Restate word for word the material below, starting at the line that contains "Indicate the gray" and stopping after the last line; skip pictures.

[The data]:
++++++++++++++++++++

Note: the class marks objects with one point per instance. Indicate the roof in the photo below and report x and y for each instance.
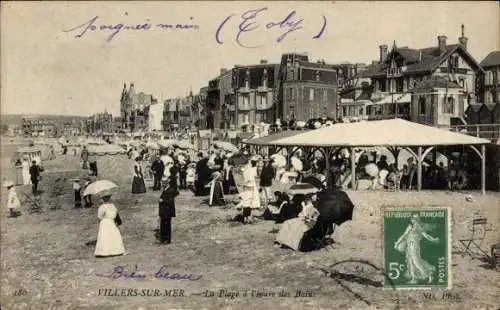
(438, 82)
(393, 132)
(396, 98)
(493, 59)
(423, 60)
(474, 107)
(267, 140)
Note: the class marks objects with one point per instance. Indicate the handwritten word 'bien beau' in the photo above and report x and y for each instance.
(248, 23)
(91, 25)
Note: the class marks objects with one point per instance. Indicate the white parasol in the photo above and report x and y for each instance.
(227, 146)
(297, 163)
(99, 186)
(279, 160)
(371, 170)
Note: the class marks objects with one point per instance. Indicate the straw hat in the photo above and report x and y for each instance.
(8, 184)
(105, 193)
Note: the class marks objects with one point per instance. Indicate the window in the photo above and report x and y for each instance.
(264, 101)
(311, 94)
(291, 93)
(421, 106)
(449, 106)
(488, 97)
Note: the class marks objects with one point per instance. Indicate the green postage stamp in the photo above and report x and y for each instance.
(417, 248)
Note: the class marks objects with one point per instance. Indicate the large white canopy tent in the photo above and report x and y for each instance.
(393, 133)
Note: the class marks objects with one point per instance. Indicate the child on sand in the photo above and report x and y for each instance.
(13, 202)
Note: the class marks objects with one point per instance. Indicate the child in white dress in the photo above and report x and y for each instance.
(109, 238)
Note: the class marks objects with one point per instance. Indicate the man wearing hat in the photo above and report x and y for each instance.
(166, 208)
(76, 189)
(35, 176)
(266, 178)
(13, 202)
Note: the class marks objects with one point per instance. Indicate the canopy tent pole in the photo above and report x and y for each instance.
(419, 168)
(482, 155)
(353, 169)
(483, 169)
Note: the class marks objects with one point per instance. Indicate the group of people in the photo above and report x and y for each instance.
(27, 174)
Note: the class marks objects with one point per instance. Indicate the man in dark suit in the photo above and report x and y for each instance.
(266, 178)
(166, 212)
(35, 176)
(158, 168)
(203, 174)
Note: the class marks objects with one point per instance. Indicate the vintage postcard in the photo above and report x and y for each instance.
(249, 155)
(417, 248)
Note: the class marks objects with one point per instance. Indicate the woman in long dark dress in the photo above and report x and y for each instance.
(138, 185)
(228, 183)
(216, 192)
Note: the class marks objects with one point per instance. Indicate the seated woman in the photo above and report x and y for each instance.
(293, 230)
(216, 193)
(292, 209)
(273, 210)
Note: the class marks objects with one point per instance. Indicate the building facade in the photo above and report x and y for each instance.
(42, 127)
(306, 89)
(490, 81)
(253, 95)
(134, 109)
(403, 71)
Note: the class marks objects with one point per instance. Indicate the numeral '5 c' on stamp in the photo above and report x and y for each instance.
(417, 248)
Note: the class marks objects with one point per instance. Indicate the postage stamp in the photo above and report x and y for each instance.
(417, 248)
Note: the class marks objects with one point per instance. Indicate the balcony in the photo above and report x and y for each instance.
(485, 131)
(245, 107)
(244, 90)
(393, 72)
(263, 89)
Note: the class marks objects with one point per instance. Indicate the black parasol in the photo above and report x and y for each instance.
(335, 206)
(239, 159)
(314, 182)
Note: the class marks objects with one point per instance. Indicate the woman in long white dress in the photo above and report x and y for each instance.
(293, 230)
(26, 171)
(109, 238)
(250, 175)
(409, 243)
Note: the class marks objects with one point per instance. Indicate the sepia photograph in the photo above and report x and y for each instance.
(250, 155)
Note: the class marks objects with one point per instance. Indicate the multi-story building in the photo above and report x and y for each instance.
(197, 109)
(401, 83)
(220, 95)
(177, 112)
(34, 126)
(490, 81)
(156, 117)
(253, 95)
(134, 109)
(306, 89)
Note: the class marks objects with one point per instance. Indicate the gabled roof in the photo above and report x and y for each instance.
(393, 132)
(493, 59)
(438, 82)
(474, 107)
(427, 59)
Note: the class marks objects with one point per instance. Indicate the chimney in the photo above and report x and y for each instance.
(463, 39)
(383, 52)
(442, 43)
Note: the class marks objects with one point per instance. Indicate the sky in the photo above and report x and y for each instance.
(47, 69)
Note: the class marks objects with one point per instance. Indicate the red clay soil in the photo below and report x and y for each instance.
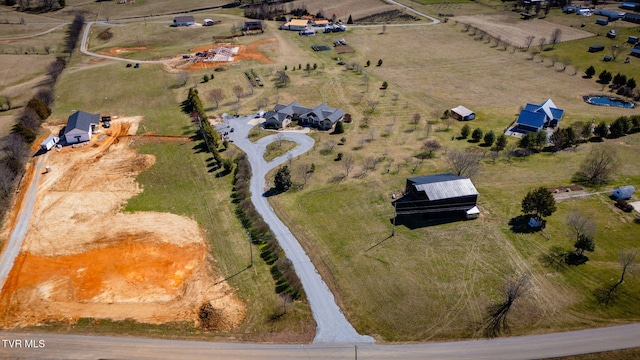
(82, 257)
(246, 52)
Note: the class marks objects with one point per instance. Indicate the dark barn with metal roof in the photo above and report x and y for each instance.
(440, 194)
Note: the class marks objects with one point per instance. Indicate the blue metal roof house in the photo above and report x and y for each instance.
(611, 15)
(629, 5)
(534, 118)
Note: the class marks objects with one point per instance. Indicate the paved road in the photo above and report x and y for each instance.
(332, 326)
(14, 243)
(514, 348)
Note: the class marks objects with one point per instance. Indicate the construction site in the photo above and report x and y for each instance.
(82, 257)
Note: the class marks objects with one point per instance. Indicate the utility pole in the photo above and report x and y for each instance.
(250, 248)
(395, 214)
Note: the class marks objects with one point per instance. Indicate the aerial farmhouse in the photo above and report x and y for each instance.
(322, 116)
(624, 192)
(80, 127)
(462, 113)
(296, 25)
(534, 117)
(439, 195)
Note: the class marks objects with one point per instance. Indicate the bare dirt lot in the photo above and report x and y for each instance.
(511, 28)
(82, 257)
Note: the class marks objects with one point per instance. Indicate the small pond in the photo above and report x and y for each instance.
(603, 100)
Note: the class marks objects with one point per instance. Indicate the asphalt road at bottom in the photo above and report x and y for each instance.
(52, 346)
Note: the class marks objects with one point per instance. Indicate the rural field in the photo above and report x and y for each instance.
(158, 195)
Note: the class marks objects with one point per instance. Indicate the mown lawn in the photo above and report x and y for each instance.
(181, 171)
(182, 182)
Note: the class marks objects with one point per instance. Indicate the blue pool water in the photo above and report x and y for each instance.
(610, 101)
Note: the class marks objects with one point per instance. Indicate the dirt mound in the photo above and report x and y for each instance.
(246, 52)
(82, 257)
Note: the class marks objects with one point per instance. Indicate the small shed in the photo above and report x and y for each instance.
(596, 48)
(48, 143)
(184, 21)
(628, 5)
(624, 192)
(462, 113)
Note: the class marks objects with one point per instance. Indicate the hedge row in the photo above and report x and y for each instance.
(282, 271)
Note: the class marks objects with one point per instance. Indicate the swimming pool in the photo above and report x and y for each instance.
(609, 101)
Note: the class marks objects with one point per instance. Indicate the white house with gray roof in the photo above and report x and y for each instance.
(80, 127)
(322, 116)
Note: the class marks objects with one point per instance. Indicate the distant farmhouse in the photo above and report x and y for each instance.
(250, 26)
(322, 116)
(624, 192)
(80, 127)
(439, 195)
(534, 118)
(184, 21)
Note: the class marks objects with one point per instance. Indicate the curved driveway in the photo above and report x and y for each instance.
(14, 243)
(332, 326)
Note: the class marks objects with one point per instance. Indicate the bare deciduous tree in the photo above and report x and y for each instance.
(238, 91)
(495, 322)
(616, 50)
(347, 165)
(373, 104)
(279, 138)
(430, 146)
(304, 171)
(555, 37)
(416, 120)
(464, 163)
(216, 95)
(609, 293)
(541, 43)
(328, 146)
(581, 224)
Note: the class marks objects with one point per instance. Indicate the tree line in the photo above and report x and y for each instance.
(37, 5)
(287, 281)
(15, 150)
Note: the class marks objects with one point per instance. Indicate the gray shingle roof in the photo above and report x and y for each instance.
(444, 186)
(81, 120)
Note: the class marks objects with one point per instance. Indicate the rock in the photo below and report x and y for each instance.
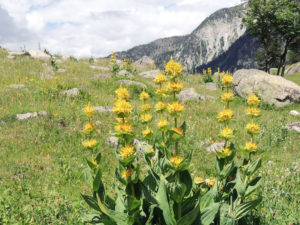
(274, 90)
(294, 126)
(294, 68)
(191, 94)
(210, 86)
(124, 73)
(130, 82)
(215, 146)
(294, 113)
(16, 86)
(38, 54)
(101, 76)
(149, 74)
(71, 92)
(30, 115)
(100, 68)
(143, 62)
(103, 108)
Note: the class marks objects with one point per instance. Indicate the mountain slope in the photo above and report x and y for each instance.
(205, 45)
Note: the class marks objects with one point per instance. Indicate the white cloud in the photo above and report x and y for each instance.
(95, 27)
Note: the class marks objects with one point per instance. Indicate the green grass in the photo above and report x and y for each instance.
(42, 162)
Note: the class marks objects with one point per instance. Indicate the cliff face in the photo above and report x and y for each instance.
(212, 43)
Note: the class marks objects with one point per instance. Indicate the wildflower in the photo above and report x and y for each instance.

++++++++++++++++++++

[Solution to the exercise]:
Note: the class marks objects with one point per instance. Indicate the gray shingle roof in the photo above and report x and y for each instance.
(444, 186)
(81, 120)
Note: the class marks objects with one point per instance. Indicate the rock in the photo below and report x and y for each instance.
(274, 90)
(294, 126)
(294, 68)
(191, 94)
(210, 86)
(124, 73)
(130, 82)
(215, 146)
(294, 113)
(16, 86)
(38, 54)
(101, 76)
(149, 74)
(71, 92)
(30, 115)
(100, 68)
(143, 62)
(103, 108)
Note: the class marks objects with one point per instance. Indicate the mountain slope in the photo above and report x and y for each instance.
(205, 45)
Note: the class marks objects with one point per instance. Indicate the white cloud in the photo above and report x and y for each instance.
(95, 27)
Note: the class marks objects with one point per instance. Indicate the green grass in the photo above and report x and y for each instance.
(42, 162)
Note: the class marks objects with one point per instance. Indicate the cliff face in the photo above and report x and y for each instance.
(212, 43)
Note: the class marks objects with one point per instance. Indicate the wildflower in the photo above and report x and y for each instance.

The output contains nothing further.